BBC Charlie Stayt’s brutal query to Keir Starmer on ballot rankings – however PM has comeback
Keir Starmer was confronted with a brutal question by presenter Charlie Stayt BBC Breakfast about his popularity levels sinking to -38.
But the Prime Minister stood firm and hit back with two key points. Firstly that he only cares that people judge him on whether he sticks to his promises at the end of the Parliament – and that secondly, he’s dealing with a “real mess” from the Tories and know people will think his decisions are tough.
In a tense interview, Charlie brutally said to the PM: “Why do you think you’re so unpopular? You have an approval rating of -38. Why do you think that is?”
The PM, unshaken by the question, responded: “‘I’ll be judged at the end of the five-year term on whether we delivered what we said we will deliver and that’s all that matters to me. That’s what gets me up in the morning. I came into politics to bring about that change.

> **REQUEST A**:
Translate this sentence from the article about Keir Starmer's BBC Breakfast interview into Spanish: "But the Prime Minister stood firm and hit back with two key points."

(Stored items from a collection)
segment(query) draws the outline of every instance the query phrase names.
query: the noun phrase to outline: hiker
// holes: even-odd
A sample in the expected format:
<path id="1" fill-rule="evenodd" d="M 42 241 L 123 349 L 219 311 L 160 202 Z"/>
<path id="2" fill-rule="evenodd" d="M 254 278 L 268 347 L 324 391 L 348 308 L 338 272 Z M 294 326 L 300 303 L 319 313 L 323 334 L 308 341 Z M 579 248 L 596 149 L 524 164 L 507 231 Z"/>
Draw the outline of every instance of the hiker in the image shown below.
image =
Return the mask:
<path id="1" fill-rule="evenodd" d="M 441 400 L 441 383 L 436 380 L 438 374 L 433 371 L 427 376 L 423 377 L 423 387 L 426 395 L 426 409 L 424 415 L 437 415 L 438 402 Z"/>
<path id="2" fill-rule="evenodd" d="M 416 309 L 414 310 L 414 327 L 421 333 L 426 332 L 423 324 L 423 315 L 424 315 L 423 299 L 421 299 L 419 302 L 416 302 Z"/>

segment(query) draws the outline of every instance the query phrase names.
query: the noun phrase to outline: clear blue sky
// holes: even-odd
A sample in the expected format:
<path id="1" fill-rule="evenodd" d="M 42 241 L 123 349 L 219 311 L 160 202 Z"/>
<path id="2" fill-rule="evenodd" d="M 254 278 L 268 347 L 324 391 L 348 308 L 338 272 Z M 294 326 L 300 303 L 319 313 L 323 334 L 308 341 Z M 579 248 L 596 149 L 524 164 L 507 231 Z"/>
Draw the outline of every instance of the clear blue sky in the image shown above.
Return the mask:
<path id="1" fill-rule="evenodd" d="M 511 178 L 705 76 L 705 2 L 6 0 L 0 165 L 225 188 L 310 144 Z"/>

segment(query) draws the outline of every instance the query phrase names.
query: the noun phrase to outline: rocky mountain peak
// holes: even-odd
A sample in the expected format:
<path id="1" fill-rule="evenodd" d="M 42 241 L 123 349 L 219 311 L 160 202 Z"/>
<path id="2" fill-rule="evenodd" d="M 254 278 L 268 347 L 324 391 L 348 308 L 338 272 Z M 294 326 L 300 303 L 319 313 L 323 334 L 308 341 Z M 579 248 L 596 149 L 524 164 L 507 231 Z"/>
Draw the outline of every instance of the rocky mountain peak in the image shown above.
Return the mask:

> **REQUEST B**:
Set down the entire listing above line for line, with no changes.

> **TASK OUTPUT A**:
Pero el primer ministro se mantuvo firme y contraatacó con dos puntos clave.

> **TASK OUTPUT B**:
segment(query) draws the outline of every instance the query phrase names.
query: the noun phrase to outline: hiker
// holes: even-odd
A sample in the expected format:
<path id="1" fill-rule="evenodd" d="M 42 241 L 123 349 L 219 311 L 160 202 Z"/>
<path id="2" fill-rule="evenodd" d="M 254 278 L 268 347 L 324 391 L 348 308 L 338 272 Z M 294 326 L 300 303 L 319 313 L 323 334 L 308 341 Z M 579 248 L 596 149 L 524 164 L 507 231 Z"/>
Draw the outline of every instance of the hiker in the image shown below.
image =
Return the mask:
<path id="1" fill-rule="evenodd" d="M 441 400 L 441 383 L 436 380 L 438 374 L 433 371 L 427 376 L 423 377 L 423 387 L 426 395 L 426 409 L 424 415 L 437 415 L 438 402 Z"/>
<path id="2" fill-rule="evenodd" d="M 416 309 L 414 310 L 414 327 L 421 333 L 426 332 L 423 324 L 423 315 L 424 315 L 423 299 L 421 299 L 419 302 L 416 302 Z"/>

segment(query) draws the outline of every instance the query phrase names.
query: the noun phrase to outline: clear blue sky
// holes: even-odd
A sample in the expected format:
<path id="1" fill-rule="evenodd" d="M 42 241 L 123 349 L 219 311 L 160 202 Z"/>
<path id="2" fill-rule="evenodd" d="M 254 278 L 268 347 L 324 391 L 348 308 L 338 272 Z M 294 326 L 300 303 L 319 313 L 323 334 L 308 341 Z M 579 248 L 596 149 L 524 164 L 507 231 Z"/>
Draw the outline of every instance of the clear blue sky in the image shown above.
Return the mask:
<path id="1" fill-rule="evenodd" d="M 511 178 L 705 76 L 705 2 L 6 0 L 0 165 L 225 188 L 310 144 Z"/>

segment(query) draws the outline of every instance the query phrase names.
query: the noun phrase to outline: rocky mountain peak
// holes: even-odd
A sample in the expected format:
<path id="1" fill-rule="evenodd" d="M 42 241 L 123 349 L 219 311 L 160 202 Z"/>
<path id="2" fill-rule="evenodd" d="M 254 278 L 268 347 L 324 391 L 348 308 L 338 272 Z M 294 326 L 300 303 L 319 313 L 323 334 L 308 341 Z M 579 248 L 596 149 L 524 164 L 507 231 Z"/>
Draw the outline of every instance of the rocky mountain peak in the image shown above.
Return the mask:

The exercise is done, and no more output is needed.